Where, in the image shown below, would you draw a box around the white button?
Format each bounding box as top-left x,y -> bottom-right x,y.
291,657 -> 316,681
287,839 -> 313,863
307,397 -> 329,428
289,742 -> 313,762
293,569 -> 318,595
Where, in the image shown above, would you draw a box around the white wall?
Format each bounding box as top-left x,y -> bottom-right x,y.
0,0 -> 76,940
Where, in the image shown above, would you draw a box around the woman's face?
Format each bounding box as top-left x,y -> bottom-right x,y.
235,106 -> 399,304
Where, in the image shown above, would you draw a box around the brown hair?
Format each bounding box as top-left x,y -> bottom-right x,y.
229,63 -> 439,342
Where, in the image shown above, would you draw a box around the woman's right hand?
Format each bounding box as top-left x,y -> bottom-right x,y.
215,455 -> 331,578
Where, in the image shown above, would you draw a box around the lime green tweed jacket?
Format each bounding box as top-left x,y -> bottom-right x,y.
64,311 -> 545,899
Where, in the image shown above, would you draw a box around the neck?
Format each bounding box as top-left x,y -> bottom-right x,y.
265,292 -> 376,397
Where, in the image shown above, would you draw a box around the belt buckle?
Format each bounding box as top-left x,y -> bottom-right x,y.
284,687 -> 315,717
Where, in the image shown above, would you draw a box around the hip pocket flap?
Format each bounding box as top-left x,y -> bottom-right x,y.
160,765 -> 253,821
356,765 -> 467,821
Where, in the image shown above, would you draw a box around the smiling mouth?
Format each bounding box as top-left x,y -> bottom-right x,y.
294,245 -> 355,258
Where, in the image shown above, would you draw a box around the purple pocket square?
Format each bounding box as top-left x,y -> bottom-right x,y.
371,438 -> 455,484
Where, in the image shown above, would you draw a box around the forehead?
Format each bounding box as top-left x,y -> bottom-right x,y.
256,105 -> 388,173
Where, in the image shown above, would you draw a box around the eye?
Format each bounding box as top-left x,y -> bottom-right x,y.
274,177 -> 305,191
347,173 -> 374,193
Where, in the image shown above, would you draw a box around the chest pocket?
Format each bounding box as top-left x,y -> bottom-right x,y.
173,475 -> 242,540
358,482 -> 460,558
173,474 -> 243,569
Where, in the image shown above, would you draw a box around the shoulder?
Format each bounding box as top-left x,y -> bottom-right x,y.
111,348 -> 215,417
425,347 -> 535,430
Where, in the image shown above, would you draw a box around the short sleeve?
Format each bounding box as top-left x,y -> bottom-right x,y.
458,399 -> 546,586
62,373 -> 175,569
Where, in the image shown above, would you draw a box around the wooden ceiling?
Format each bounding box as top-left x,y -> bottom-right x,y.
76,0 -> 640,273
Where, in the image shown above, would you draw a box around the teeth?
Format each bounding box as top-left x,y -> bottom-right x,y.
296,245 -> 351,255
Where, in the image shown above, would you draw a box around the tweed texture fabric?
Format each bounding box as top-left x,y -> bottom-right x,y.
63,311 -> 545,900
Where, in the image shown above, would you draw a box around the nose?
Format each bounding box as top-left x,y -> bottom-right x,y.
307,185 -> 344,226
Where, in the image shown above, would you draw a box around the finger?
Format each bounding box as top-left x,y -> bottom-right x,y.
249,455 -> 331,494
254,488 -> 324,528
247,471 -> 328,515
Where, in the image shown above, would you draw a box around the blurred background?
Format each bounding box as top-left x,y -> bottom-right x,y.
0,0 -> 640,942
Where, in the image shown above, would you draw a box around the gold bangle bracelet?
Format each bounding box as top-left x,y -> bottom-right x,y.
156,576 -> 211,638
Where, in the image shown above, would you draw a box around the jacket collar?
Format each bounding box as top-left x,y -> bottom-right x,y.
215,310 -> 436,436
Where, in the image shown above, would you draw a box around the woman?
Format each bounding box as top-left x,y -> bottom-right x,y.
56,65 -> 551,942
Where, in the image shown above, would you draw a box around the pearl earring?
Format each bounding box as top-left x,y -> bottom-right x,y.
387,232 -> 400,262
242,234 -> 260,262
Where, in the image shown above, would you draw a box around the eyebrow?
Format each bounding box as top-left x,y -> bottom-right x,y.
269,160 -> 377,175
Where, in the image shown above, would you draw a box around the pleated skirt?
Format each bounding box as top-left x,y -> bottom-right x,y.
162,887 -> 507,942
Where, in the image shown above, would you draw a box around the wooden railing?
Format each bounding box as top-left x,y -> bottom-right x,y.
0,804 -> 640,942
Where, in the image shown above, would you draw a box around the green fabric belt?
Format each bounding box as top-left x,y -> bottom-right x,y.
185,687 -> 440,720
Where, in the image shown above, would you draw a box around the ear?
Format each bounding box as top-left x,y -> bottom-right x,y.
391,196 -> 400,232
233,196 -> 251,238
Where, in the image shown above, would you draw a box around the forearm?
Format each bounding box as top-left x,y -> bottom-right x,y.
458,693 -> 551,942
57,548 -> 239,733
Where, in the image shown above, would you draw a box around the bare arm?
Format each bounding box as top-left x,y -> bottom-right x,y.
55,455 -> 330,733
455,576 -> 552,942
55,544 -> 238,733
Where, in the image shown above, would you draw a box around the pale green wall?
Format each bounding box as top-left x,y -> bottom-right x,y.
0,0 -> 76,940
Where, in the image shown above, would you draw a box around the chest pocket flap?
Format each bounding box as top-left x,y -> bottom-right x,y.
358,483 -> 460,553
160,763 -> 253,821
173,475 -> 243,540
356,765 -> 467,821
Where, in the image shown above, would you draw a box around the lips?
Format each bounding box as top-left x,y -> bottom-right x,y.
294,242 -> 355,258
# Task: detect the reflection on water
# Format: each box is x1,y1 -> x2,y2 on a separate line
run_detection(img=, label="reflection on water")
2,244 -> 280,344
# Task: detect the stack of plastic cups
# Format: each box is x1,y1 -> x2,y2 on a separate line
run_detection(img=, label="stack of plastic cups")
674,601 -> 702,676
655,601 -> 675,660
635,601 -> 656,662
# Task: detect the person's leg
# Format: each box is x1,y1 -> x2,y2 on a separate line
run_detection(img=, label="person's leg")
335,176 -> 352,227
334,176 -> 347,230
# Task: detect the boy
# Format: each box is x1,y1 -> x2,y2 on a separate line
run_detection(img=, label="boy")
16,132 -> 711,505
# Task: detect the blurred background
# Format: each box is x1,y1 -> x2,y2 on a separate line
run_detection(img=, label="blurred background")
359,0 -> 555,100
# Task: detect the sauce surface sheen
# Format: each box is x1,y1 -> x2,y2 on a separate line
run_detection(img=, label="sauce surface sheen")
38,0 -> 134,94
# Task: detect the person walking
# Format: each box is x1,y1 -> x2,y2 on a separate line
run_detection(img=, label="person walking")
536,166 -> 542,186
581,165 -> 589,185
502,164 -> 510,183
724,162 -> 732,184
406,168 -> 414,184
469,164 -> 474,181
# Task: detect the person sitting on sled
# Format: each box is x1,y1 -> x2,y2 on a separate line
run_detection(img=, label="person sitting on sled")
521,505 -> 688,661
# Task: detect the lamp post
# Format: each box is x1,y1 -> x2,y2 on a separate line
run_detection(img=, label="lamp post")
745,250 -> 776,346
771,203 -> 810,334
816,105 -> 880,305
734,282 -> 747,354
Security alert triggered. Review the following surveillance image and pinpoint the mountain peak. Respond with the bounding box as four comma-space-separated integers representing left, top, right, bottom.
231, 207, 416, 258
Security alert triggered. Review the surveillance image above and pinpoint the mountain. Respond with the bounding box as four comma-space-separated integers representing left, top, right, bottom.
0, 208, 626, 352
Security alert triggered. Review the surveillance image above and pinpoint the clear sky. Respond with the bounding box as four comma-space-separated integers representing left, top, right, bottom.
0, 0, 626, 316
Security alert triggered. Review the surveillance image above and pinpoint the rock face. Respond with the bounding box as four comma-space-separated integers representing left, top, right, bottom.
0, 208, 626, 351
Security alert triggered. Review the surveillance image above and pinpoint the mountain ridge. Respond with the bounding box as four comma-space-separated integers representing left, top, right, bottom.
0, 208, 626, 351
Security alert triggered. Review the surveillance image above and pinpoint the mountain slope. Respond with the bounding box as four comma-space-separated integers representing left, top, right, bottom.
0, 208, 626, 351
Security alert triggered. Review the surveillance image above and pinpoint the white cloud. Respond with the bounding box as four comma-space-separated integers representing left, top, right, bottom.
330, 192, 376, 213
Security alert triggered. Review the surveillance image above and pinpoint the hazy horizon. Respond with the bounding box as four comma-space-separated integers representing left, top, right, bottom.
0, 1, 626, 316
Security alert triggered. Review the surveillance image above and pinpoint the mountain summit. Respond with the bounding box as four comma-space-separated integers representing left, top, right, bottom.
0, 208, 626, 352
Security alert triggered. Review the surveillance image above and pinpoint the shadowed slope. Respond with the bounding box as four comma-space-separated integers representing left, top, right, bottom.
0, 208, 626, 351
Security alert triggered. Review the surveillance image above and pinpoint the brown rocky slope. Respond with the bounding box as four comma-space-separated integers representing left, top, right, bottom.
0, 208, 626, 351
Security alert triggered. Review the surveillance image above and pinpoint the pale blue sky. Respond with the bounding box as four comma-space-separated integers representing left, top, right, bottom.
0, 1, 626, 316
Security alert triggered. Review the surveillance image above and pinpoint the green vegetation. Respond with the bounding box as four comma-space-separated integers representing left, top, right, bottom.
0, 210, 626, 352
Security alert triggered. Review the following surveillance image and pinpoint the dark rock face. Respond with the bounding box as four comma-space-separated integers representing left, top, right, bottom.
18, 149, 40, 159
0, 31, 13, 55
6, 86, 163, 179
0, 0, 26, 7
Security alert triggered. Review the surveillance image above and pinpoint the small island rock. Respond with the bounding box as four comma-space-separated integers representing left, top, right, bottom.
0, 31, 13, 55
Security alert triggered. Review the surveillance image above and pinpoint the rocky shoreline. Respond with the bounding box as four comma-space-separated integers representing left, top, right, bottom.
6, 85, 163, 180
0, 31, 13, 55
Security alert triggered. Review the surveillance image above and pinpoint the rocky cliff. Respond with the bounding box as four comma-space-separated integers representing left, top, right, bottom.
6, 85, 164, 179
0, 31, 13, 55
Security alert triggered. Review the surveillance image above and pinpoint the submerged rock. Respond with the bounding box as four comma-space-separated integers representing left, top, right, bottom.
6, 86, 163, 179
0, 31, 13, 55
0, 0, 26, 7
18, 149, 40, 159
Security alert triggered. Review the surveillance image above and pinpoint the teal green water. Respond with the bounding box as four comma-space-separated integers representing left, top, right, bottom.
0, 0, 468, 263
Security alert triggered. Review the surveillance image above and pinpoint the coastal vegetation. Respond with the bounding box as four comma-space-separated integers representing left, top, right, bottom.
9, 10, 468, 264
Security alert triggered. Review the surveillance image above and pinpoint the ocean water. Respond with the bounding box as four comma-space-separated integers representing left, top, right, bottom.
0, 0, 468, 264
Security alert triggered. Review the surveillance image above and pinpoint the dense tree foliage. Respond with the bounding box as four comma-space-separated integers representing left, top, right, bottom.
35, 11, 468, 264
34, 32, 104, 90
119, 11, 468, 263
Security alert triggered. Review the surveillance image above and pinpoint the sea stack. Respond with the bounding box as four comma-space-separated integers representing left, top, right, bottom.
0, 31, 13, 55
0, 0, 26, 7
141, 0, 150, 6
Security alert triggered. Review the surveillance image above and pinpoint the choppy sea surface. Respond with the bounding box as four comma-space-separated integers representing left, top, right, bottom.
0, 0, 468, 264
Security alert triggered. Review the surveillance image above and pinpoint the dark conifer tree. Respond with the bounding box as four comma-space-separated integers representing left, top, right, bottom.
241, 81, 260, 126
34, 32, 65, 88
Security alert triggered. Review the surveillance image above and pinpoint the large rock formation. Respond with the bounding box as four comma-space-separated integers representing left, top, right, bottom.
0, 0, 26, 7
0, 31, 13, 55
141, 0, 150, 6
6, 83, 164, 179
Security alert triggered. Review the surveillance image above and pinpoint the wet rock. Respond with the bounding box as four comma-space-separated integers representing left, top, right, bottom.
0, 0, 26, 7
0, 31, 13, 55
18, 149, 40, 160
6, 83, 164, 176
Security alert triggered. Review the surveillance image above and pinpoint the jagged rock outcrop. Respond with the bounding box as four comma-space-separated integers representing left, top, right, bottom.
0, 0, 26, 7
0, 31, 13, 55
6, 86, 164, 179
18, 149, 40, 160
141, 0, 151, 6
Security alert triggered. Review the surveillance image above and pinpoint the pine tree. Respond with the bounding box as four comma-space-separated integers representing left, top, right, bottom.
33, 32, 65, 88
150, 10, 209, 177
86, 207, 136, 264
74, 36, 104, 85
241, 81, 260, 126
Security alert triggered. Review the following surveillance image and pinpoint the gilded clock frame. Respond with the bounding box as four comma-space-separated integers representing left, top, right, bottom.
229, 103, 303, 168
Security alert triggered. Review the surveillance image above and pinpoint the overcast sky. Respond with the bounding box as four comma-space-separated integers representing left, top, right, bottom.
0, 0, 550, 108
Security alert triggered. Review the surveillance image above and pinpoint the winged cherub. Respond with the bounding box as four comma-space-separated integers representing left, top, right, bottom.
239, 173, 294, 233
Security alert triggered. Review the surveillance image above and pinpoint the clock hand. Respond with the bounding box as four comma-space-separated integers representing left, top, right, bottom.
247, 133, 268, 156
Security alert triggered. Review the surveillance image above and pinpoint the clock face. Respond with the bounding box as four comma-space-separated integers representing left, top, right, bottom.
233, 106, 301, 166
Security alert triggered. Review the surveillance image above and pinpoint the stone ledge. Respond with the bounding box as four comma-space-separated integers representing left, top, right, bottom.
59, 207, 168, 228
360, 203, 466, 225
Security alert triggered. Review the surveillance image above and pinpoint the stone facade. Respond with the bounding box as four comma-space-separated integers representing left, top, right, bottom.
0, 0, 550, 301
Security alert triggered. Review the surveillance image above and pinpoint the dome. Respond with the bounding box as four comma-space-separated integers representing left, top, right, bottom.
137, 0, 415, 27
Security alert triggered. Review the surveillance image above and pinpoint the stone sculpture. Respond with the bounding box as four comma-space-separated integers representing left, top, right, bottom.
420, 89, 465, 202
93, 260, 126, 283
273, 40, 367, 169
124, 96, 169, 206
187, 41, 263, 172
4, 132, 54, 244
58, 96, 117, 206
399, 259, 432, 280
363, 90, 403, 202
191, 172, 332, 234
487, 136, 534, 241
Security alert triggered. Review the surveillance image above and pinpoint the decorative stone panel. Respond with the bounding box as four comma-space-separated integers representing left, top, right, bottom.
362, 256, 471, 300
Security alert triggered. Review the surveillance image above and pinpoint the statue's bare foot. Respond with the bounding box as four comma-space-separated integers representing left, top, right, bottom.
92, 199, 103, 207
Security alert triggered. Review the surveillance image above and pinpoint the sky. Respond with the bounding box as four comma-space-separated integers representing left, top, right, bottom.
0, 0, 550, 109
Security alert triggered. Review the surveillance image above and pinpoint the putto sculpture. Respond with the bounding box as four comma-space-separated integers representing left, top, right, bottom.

Work to do :: Extract the rows between the line containing "pale green wall?" and the line containing "469,164 -> 474,181", inclusive, and repeat them word for word.

Answer to this task ::
Where, in the image shown above, would you draw a box around the pale green wall?
Format each bounding box as top-left x,y -> bottom-right x,y.
0,0 -> 76,940
Where, in the image shown above, would you draw a box around the chest pocket flap?
Format each bounding box as top-left x,y -> bottom-right x,y.
358,483 -> 460,553
160,763 -> 253,821
173,475 -> 243,540
356,765 -> 467,821
Where, in the image shown above, would you draw a box around the lips?
Format each bounding box as top-left x,y -> bottom-right x,y.
294,242 -> 355,258
# Task: detect the reflection on water
# Format: each box is x1,y1 -> x2,y2 on a separate line
run_detection(img=, label="reflection on water")
2,244 -> 280,344
# Task: detect the stack of plastic cups
# Format: each box is x1,y1 -> x2,y2 on a separate line
run_detection(img=, label="stack of plastic cups")
674,601 -> 702,676
655,601 -> 675,660
635,601 -> 656,662
# Task: detect the person's leg
# Format: each box is x1,y1 -> x2,y2 on a separate line
run_detection(img=, label="person's leg")
335,176 -> 352,227
334,176 -> 347,230
# Task: detect the boy
# Format: each box is x1,y1 -> x2,y2 on a separate line
run_detection(img=, label="boy")
16,132 -> 711,505
# Task: detect the blurred background
# Format: each box is x1,y1 -> x2,y2 on a separate line
run_detection(img=, label="blurred background")
359,0 -> 555,100
# Task: detect the sauce surface sheen
# Format: each box is x1,y1 -> x2,y2 on a separate line
run_detection(img=, label="sauce surface sheen")
38,0 -> 134,94
# Task: detect the person walking
# Format: each box is x1,y1 -> x2,y2 on a separate line
run_detection(img=, label="person walking")
536,166 -> 542,186
581,165 -> 589,185
502,164 -> 510,183
724,162 -> 732,184
406,168 -> 414,184
469,164 -> 474,181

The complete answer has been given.